From the line containing "box: [459, 125, 498, 239]" down to the final entry below, restate each line word for word.
BEGIN Information provided
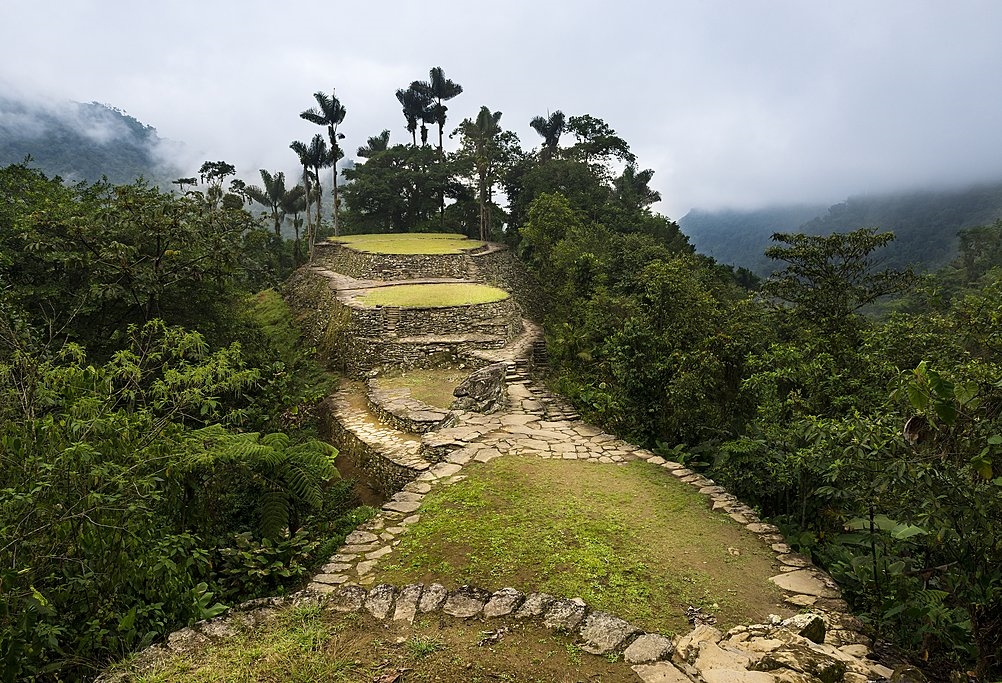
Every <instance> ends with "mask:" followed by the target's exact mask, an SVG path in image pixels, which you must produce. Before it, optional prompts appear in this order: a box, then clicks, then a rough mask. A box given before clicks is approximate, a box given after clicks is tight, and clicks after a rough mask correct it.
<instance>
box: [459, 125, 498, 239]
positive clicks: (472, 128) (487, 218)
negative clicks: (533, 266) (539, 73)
mask: <svg viewBox="0 0 1002 683" xmlns="http://www.w3.org/2000/svg"><path fill="white" fill-rule="evenodd" d="M500 123H501V112H500V111H495V112H491V110H490V109H488V108H487V107H480V113H479V114H477V119H476V120H475V121H472V120H470V119H465V120H464V121H463V122H462V123H460V124H459V131H460V132H461V133H462V135H463V138H464V141H465V142H467V143H468V145H469V152H470V155H471V157H472V159H471V160H472V162H473V167H474V169H475V170H476V172H477V194H478V198H479V201H480V238H481V239H484V240H486V239H489V238H490V201H491V195H492V194H493V188H492V184H493V180H494V177H493V171H494V170H495V167H496V165H497V151H498V149H497V148H498V136H499V135H500V133H501V125H500Z"/></svg>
END Information provided
The answer:
box: [459, 125, 498, 239]
positive clicks: (472, 128) (487, 218)
negative clicks: (533, 266) (539, 73)
mask: <svg viewBox="0 0 1002 683" xmlns="http://www.w3.org/2000/svg"><path fill="white" fill-rule="evenodd" d="M500 123H501V112H500V111H495V112H491V110H490V109H488V108H487V107H480V113H479V114H477V119H476V120H475V121H472V120H470V119H465V120H464V121H463V122H462V123H460V124H459V131H460V132H461V133H462V135H463V138H464V141H465V142H467V143H468V145H469V152H470V155H471V157H472V159H471V160H472V162H473V167H474V169H475V170H476V172H477V194H478V198H479V201H480V238H481V239H484V240H486V239H489V238H490V201H491V195H492V194H493V188H492V184H493V180H494V177H493V171H494V170H495V167H496V165H497V151H498V149H497V148H498V136H499V135H500V133H501V125H500Z"/></svg>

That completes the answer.